*** Data to use Section Begins ***

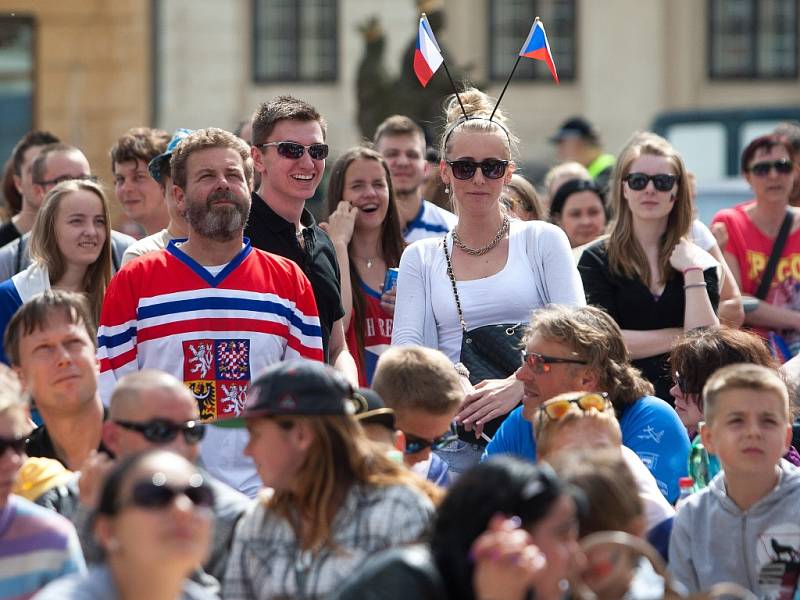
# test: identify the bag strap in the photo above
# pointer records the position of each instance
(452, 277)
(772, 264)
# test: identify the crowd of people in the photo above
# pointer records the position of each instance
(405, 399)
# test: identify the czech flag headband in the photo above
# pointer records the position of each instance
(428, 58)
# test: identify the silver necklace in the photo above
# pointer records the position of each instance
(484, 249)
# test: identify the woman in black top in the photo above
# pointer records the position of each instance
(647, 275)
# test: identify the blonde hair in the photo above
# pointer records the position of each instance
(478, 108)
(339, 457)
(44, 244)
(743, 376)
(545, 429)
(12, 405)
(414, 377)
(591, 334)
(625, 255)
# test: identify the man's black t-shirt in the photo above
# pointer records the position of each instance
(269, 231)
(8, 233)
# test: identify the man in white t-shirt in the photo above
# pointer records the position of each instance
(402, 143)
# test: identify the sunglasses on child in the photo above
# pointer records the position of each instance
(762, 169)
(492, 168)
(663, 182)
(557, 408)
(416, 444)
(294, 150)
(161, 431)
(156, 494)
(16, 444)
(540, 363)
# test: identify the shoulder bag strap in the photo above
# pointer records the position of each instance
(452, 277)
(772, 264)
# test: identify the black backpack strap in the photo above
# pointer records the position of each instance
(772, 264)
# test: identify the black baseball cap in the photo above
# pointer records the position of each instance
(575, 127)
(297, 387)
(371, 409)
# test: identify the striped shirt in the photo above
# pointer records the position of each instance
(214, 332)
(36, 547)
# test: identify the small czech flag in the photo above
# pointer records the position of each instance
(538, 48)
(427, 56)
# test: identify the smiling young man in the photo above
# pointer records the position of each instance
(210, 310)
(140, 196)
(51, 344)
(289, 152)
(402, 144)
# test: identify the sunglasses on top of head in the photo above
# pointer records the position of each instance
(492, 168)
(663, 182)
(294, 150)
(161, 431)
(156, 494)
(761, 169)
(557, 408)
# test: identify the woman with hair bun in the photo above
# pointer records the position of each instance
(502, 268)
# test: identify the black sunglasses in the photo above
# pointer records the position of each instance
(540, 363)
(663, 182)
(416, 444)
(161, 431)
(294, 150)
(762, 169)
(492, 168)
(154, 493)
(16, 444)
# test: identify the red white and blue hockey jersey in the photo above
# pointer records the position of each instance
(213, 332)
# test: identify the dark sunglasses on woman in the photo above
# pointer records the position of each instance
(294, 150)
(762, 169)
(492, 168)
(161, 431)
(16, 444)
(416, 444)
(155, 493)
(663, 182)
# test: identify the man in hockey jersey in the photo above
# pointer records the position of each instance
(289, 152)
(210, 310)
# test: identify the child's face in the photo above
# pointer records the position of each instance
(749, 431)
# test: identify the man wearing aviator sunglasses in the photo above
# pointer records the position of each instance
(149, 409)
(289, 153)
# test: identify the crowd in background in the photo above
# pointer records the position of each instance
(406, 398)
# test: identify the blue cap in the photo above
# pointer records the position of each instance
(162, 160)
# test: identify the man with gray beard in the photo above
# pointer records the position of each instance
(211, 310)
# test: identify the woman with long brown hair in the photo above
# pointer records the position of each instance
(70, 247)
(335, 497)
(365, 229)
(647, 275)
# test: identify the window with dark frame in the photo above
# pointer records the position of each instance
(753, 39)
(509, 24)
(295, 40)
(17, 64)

*** Data to use Section Ends ***

#### What to produce
How many lines of these records include the word "czech"? Only the number should be written.

#### Output of the task
2